** Start DOCUMENT SEGMENT **

# BBQ anyone?



## shen

I enjoy BBQ even more than I do wine, and have built a few smokers over the years. I have this friend that owns a restaurant who asked me to build him one. After acquiring a 500 gallon propane tank, the fun started.

Here's the principle of a reverse flow smoker:





































Next Monday, it's off to paint. I can't wait to pair some wine with whatever BBQ comes off of this thing!!!


----------



## Runningwolf

WOW WOW WOW that is so awesome. keep the pictures coming of this project. Will it have a rotisserie?


----------



## shen

Runningwolf said:


> WOW WOW WOW that is so awesome. keep the pictures coming of this project. Will it have a rotisserie?


Thanks. No, no rotisserie, just 4 racks in the tank portion, and 4 more in the warming oven over the firebox. Eventually it'll have a 5' gas grill, sink, water heater, 2 deep fryers, and a roof. It's a pretty big project.


----------



## ibglowin

Yes, a most excellent design! I seem to recall one almost just like it a few years ago. Great design choice my friend!


----------



## Brew and Wine Supply

I am working off a 1960's version of this for my serious BBQ'n, but that is some SERIOUS!!! BBQ'n

I do a lot of cross flow somking on it, takes about 6 to 8 hours to do ribs...


----------



## joea132

That's awesome. I have a friend who owns a BBQ shop in Maryland with a trailer smoker. The best BBQ I've ever had has come out of his smoker. 

I have a small smoker but if I ever got my hands on a propane tank like that, I would definitely do the same thing. Thanks for the schematic and pictures!


----------



## shen

This the one I built for myself about 4-5 years ago:











I thought it was really BIG, until I started building this one for my friend out of a propane tank. It makes mine look small.


----------



## Brew and Wine Supply

AAARRgggghhhh.... the more I look at it the more I get Grill Envy...


----------



## Wade E

Almost ashamed to put mine in here but here it goes anyway.


----------



## Brew and Wine Supply

Have you even used it???  

This is what mine looks like now...sorry for the iphone photos...
Please note extra hickory under it...


----------



## shen

Wade E said:


> Almost ashamed to put mine in here but here it goes anyway.


Nothing wrong with that Wade, except the obvious......its too clean!!!


----------



## Wade E

Thats an old pic. I couldnt keep it clean for my life! Id also be ashamed to take a pic now!!! LOL


----------



## Boatboy24

I love doing BBQ, but my 'rig' is a simple Weber Smoky Mountain. Love it though, and have done everything from pork butt to brisket to bacon to chipotles on it. I also have a Weber Performer that sees action 3 or 4 times a week, and a Kenmore gas grill that's collecting rust. 

That old propane tank made an amazing rig. Nice work.


----------



## Brew and Wine Supply

Wade E said:


> Thats an old pic. I couldnt keep it clean for my life! Id also be ashamed to take a pic now!!! LOL


 
Uh huh...


----------



## DirtyDawg10

Sweet project! That thing is huge!!

** End DOCUMENT SEGMENT **
** Start ROWS **

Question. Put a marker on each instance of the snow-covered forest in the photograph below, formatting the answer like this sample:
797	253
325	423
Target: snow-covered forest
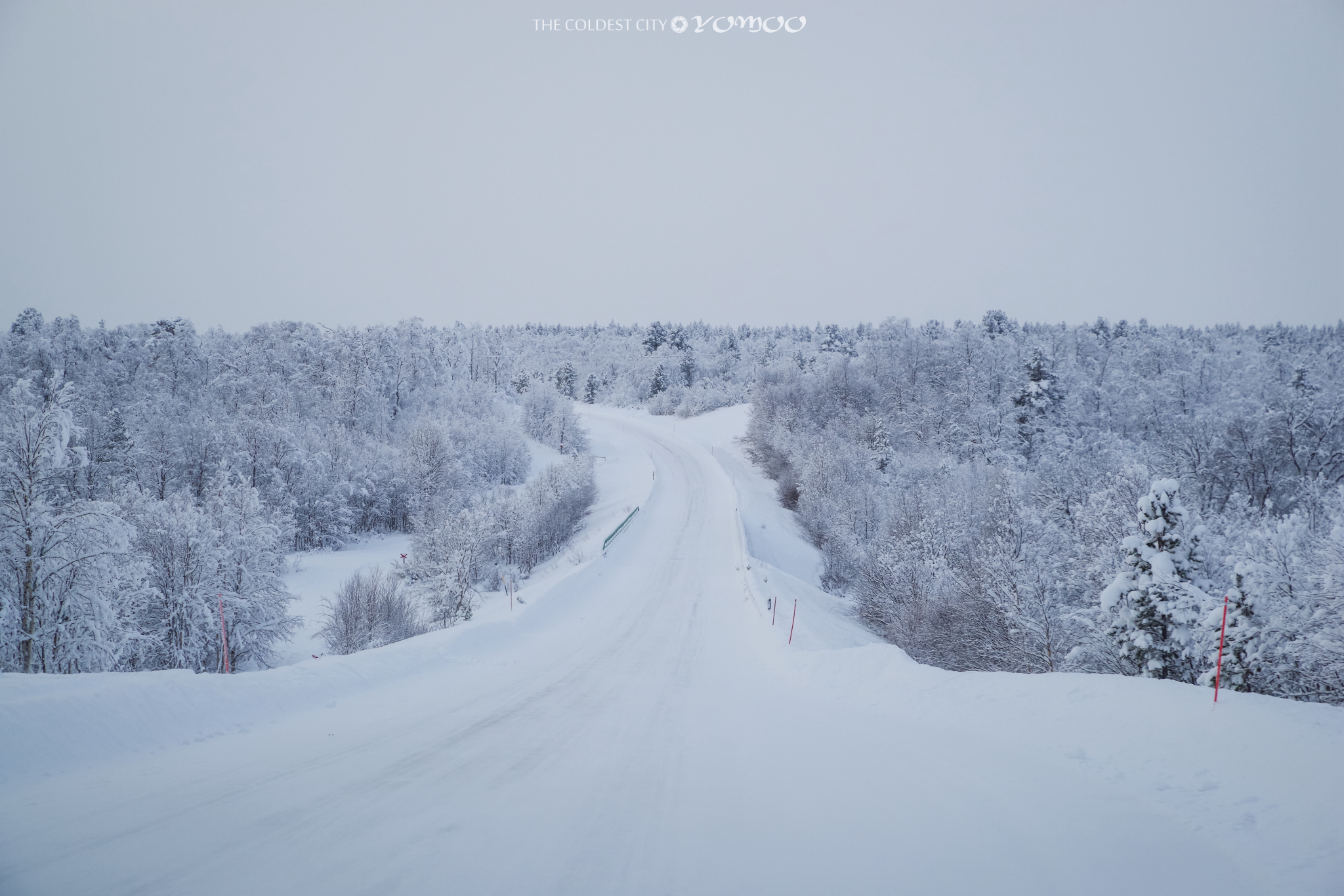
1046	497
991	495
152	473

** End ROWS **

Copy out the stretch of the BBQ smoker thread from "Thanks. No, no" through "pretty big project.", replacing "firebox" with "fire chamber".

WRITTEN SOLUTION:
Thanks. No, no rotisserie, just 4 racks in the tank portion, and 4 more in the warming oven over the fire chamber. Eventually it'll have a 5' gas grill, sink, water heater, 2 deep fryers, and a roof. It's a pretty big project.